**Requirements**
Extract every line of the items below word for word, omitting the pictures.

**Records**
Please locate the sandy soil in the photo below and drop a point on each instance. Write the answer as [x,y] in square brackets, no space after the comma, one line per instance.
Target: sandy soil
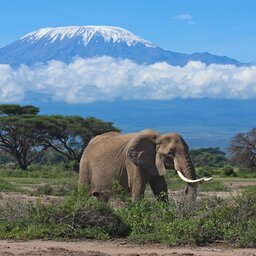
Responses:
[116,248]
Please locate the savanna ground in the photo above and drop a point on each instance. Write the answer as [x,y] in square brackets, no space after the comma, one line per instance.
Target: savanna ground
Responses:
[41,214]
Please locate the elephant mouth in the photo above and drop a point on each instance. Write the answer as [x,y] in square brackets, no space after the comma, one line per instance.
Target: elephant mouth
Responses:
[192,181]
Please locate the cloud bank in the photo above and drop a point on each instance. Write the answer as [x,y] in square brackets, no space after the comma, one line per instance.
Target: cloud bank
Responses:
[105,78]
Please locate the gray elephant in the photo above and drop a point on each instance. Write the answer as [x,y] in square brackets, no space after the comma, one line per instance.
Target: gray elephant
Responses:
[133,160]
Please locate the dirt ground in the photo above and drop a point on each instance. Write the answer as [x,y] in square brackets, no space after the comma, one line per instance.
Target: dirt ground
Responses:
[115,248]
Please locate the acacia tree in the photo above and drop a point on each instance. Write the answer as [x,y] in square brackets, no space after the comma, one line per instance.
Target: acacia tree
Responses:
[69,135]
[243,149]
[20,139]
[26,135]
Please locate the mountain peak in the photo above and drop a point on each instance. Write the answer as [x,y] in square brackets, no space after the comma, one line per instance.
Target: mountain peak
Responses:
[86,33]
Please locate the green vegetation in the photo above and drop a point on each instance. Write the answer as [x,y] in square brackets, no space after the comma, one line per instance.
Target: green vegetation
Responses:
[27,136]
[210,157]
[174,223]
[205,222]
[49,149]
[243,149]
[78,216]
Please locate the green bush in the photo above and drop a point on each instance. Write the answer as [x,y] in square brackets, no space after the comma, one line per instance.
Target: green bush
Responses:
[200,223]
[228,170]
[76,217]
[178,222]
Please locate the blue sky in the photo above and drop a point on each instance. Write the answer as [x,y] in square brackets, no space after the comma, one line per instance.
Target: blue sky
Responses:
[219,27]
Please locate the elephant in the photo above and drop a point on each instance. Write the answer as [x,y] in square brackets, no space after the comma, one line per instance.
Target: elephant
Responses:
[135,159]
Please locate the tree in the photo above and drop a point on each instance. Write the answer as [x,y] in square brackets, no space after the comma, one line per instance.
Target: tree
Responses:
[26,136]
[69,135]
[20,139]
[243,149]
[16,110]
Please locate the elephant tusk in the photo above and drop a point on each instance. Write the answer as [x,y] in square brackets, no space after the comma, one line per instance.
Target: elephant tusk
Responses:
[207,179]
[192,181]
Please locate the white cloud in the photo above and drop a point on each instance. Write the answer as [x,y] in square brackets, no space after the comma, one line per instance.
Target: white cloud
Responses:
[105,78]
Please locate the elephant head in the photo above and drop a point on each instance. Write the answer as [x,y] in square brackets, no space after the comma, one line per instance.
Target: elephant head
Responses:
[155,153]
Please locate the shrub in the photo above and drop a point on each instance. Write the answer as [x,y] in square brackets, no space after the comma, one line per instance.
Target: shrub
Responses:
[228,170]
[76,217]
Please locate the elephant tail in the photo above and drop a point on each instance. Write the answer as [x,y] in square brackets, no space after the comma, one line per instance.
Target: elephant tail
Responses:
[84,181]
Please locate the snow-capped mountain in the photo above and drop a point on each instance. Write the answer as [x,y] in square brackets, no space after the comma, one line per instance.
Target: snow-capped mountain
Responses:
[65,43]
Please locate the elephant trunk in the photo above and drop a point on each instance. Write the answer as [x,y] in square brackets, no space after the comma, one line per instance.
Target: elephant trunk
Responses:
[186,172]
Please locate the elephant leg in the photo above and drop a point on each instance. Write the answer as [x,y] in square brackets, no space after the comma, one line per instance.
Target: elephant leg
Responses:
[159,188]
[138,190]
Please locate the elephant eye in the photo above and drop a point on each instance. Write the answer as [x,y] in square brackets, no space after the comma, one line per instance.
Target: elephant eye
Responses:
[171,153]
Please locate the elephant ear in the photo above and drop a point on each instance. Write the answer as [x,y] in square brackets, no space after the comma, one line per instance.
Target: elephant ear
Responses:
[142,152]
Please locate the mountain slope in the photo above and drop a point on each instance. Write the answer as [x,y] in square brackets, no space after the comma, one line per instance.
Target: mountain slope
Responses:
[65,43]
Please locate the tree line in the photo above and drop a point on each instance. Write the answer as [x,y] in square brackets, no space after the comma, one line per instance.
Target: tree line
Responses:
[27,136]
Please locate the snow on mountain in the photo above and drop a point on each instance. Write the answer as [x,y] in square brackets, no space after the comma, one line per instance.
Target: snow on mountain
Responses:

**Complete output**
Please locate the sandy soil in the photo below and drop a point on each instance. Write the answer as [x,y] in square brackets, no space after the comma, one line per instance.
Target: sandy soil
Responses:
[116,248]
Please locate the savanna ground in the photo above and drop a point on each instance. Write the answer as [x,y] in square brackets, no space after the comma, one line per instance.
Target: savanna ground
Responses:
[41,214]
Please locate the elephant mouth in the photo above and drop a point on each instance. Write the answer as [x,y] in square brackets, no space after the comma, one line per instance.
Target: elephant mouth
Responses:
[192,181]
Please locate the cloud bank in the photo above and drop a point on each instance. Write the answer as [x,y] in square brackets, no space after the comma, one line per instance.
Target: cloud bank
Responses:
[105,78]
Please locate the gray elephant in the photo above and drop a point on each instance. Write the answer as [x,y] in square brackets, no space after the comma, one line per instance.
Target: gray elephant
Responses:
[133,160]
Please locate the dirt ground in the photo above and drop a point on each instance. Write the answer as [x,y] in square brackets, no space after the comma, one line per instance.
Target: dirt ground
Responses:
[115,248]
Please locate the acacia tree in the photo above and drop a point on each instance. Write the answer as [x,y] in square brackets, no space after the comma, one line per instance.
Target: acacia tree
Responses:
[69,135]
[243,149]
[20,139]
[26,135]
Please locate the mountain peak in the photo above and drop a point on each instance. Write the answer as [x,y] in square brackets, no space after the comma, one line per instance.
Target: mountain peak
Responses:
[86,33]
Please locate the green vegetation in the photo above and drop a point on each instance. Write the answer as [x,y] in square brackets, no space after the comma, one line per instance.
Target: green vegetation
Responses:
[27,136]
[210,157]
[174,223]
[205,222]
[49,149]
[243,149]
[78,216]
Please locate the green bush in the photo above and drop a point on each instance. Write the answer as [x,y] in square brackets, no space after the comma, one line per instance.
Target: green bush
Responses:
[200,223]
[228,170]
[76,217]
[178,222]
Please locate the blue sky in the photo above and drop a point on each instance. Write the answer as [x,y] in square brackets, no space after the comma, one line per instance.
Target: blue sky
Responses:
[219,27]
Please locate the elephant in the photo above and drop a point on each instance. Write the answer as [x,y] in square brackets, no space after the comma, one line per instance.
Target: elephant
Responses:
[135,159]
Please locate the tree in the photo above and drop a point on each instance. Write the answer as [x,y] in square brackets, no space after the comma, one line per instance.
Target: tree
Responses:
[26,136]
[69,135]
[20,139]
[243,149]
[16,110]
Please locate the elephant tusk in the photo above and drop a point on each instance. Write the answer as [x,y] in square brackets, no space after the comma, one line per instance.
Target: elephant tusk
Responses:
[207,179]
[192,181]
Please locate the white cloud in the photo above and drop a point on each instance. Write the answer as [x,y] in square brackets, no space after the comma, one line per instance.
Target: white cloud
Responses:
[105,78]
Please locate the elephant head in the photo above and drop a point on each instance. Write the answer as [x,y] in square brackets, no space after the comma, one line per instance.
Target: elephant head
Responses:
[155,153]
Please locate the shrub in the photo above and drop a point on each instance. Write the answer as [x,y] in square brackets, no space after the comma, one line per instance.
Target: shrub
Responses:
[228,170]
[76,217]
Please locate the elephant tail in the photo above and drop a point on each instance. Write the answer as [x,y] in square brackets, no space after the comma, one line per instance.
Target: elephant tail
Responses:
[84,181]
Please locate the snow-capped mountain in the photo above and drop a point on each instance. Write the answer as [x,y] in square brackets, no space after the comma, one line per instance.
Target: snow-capped mountain
Responses:
[65,43]
Please locate the elephant trunk in the photo above and drop a point on each instance. Write the answer as [x,y] in square brackets, no space after the comma, one line per instance.
Target: elephant trunk
Responses:
[186,172]
Please locate the elephant leg in the photo above and drop a point on each instance. Write the answer as [x,y] in square brackets, no space after the comma, one line per instance.
Target: elephant leg
Responses:
[159,188]
[138,190]
Please locate the elephant eye in the photo above and drop a point on each instance. Write the answer as [x,y] in square brackets, no space after the comma, one line per instance.
Target: elephant eye
Responses:
[171,153]
Please locate the elephant ear in the photo above and drop a point on each instance. Write the answer as [x,y] in square brackets, no space after the comma, one line per instance.
Target: elephant ear
Responses:
[142,152]
Please locate the mountain slope in the photo above and drop a point on each instance. Write the answer as [x,y] in square brackets, no space after the comma, one line per instance.
Target: mountain slope
Responses:
[65,43]
Please locate the tree line in the photo above and drop a point on each instance. Write the answer as [x,y] in square brackets, no space after the comma, one line per instance.
Target: tree line
Responses:
[27,136]
Please locate the snow on mountain in the photo above and drop a point on each instance. Write the answer as [x,y] in square brackets, no space after the comma, one line per instance.
Target: snow on mountain
Responses:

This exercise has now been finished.